Wolves: Filmmaker Bart Freundlich On His Basketball Drama

Having been 20 years since Bart Freundlich made his feature debut, The Myth of Fingerprints, the filmmaker hasn’t exactly built his reputation based on being prolific or any sort of auteur, although his eighth movie Wolves may be his best one yet, maybe because it’s so different from his earlier ones.

It stars Taylor John-Smith (Cruel Intentions) as Anthony, the hot-shot basketball star of his private New York Catholic school, something his mother (Carla Gugino) hopes will get him into Cornell on a scholarship. The only thing holding Anthony back is his shaky relationship with his English professor father Lee (Michael Shannon), an abusive alcoholic and chronic gambler whose growing gambling debts are starting to cause problems for the whole family.

As things continue to get worse, Anthony finds a new mentor in a street ball player who calls himself Socrates (John Douglas Thompson) who forces the young man to make some tough decisions.

Wolves was one of the best movies I saw at least year’s Tribeca Film Festival, so with it finally seeing the light of day, LRM got on the phone with Freundlich earlier in the week for the following interview. (Note: Sadly, our reception was very bad on this phone call to the point where some of the director’s responses trailed off and got lost. We did our best and apologies for any paraphrasing.)

* _DATA_
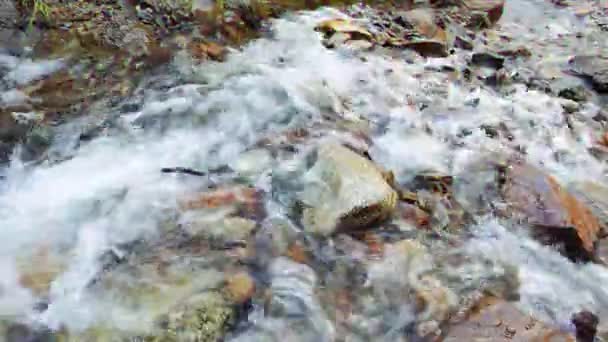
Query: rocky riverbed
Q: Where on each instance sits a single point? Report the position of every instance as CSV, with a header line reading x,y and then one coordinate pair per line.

* _PROMPT_
Please print the Wolves article word for word, from "Having been 20" up to and including "the whole family.". The listing comes from a separate source.

* _OUTPUT BELOW_
Having been 20 years since Bart Freundlich made his feature debut, The Myth of Fingerprints, the filmmaker hasn’t exactly built his reputation based on being prolific or any sort of auteur, although his eighth movie Wolves may be his best one yet, maybe because it’s so different from his earlier ones.

It stars Taylor John-Smith (Cruel Intentions) as Anthony, the hot-shot basketball star of his private New York Catholic school, something his mother (Carla Gugino) hopes will get him into Cornell on a scholarship. The only thing holding Anthony back is his shaky relationship with his English professor father Lee (Michael Shannon), an abusive alcoholic and chronic gambler whose growing gambling debts are starting to cause problems for the whole family.